EXERCISE PASSAGE
-- Opening Marker --
France and China should take the lead in forging Sino-EU relations, says Xi Jinping during tour
China and France were expected to sign a number of major business deals as President Xi Jinping and his French counterpart Francois Hollande met in Paris late last night.
Details have been closely guarded by both sides. The only deal certain to be signed is one that will see Chinese firm Dongfeng take a stake in troubled French car giant Peugeot.
An agreement on the joint construction of civilian helicopters between Airbus Helicopters and China is also expected.
Xi and Hollande were set to oversee the signing of a raft of trade agreements after their talks.
Watch: China’s Xi kicks off French trip with wine and cheese
Xi's visit marks 50 years of diplomatic relations between the two countries. Recognition of the People's Republic of China by France in 1964 in the face of anti-communist hostility elsewhere in the West forms part of France's claim to a special relationship.
France lags behind some European neighbours, especially Germany, in trade and investment links with China.
China was seeking to help the relationship achieve its full potential, both economically and politically, mainland scholars said.
"The bilateral relationship has gone below expectations in the past decade, despite its high starting point," said Cui Hongjian , director of European studies at the China Institute of International Studies, under the Foreign Ministry.
Cui suggested that co-operation could deepen in the aviation and nuclear power sectors.
"Given the rapid growth of China's science and technology, it's time to step onto the stage of joint development," he said.
But French scholar Jean-Pierre Cabestan, the head of the political science department at Hong Kong Baptist University, said the French public was not as optimistic about the outcome of the talks. "The Sino-France relationship is asymmetrical at the moment, in favour of China," Cabestan said.
With its economy in bad shape, France has been focusing on bringing in more investment and job opportunities. The issues that concerned the French public the most, including Tibet and human rights, had been put aside in favour of trade, he said.
-- Closing Marker --
DATASET EXTRACT
-- Opening Marker --
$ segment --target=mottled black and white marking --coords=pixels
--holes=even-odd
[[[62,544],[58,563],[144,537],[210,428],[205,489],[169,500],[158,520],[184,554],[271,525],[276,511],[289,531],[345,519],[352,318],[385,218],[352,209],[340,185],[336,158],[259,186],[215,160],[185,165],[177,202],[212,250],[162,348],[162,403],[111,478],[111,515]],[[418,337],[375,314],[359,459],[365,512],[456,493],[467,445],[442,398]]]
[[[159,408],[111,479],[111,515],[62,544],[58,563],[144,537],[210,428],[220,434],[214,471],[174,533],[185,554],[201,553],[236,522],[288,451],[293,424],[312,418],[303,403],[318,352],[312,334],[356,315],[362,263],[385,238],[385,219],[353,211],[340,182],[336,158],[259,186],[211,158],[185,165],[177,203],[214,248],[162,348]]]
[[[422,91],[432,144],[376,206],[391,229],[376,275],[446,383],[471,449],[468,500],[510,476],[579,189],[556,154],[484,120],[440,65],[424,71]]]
-- Closing Marker --
THINGS TO DO
a – In the article about Xi's visit to France, which Chinese firm is certain to take a stake in Peugeot?
b – Rewrite the article about Xi's visit to France from "France lags behind" up to and including "mainland scholars said.", substituting "Britain" for "Germany".
c – Carry on the article about Xi's visit to France from the point where it stops.
The rows play no part in this exercise.

ANSWERS BY TASK
a – Dongfeng

b –
France lags behind some European neighbours, especially Britain, in trade and investment links with China.
China was seeking to help the relationship achieve its full potential, both economically and politically, mainland scholars said.

c –
"China has become a country whose leader can travel around the world without being criticised," Cabestan said.
"There have not yet been any anti-China demonstrations during Xi's visit to Europe - a big change from the Hu and Jiang eras. It's a reflection and illustration of the reality that the European economy has not recovered from the crisis," he said.
Earlier, Xi and his glamorous singer-wife Peng Liyuan began the French leg of their trip in the eastern city of Lyons, a former silk centre that forged enduring links with China from the 16th century.
"My visit to France … will allow me to work with President Francois Hollande … to sum up 50 years of Sino-French relations and to plan the future together," Xi said at an official dinner.
The couple visited bioMerieux, a French diagnostics firm run by a prominent Lyons business dynasty that has old trade links with China.
"In the near future, the Chinese health sector will greatly develop and this will be in the interest of the Chinese people and the whole world," Xi said.
He then visited the city's Franco-Chinese Institute before leaving for Paris.
France is the second country on Xi's 10-day, four-nation European tour. He previously visited the Netherlands and will also visit Germany and Belgium.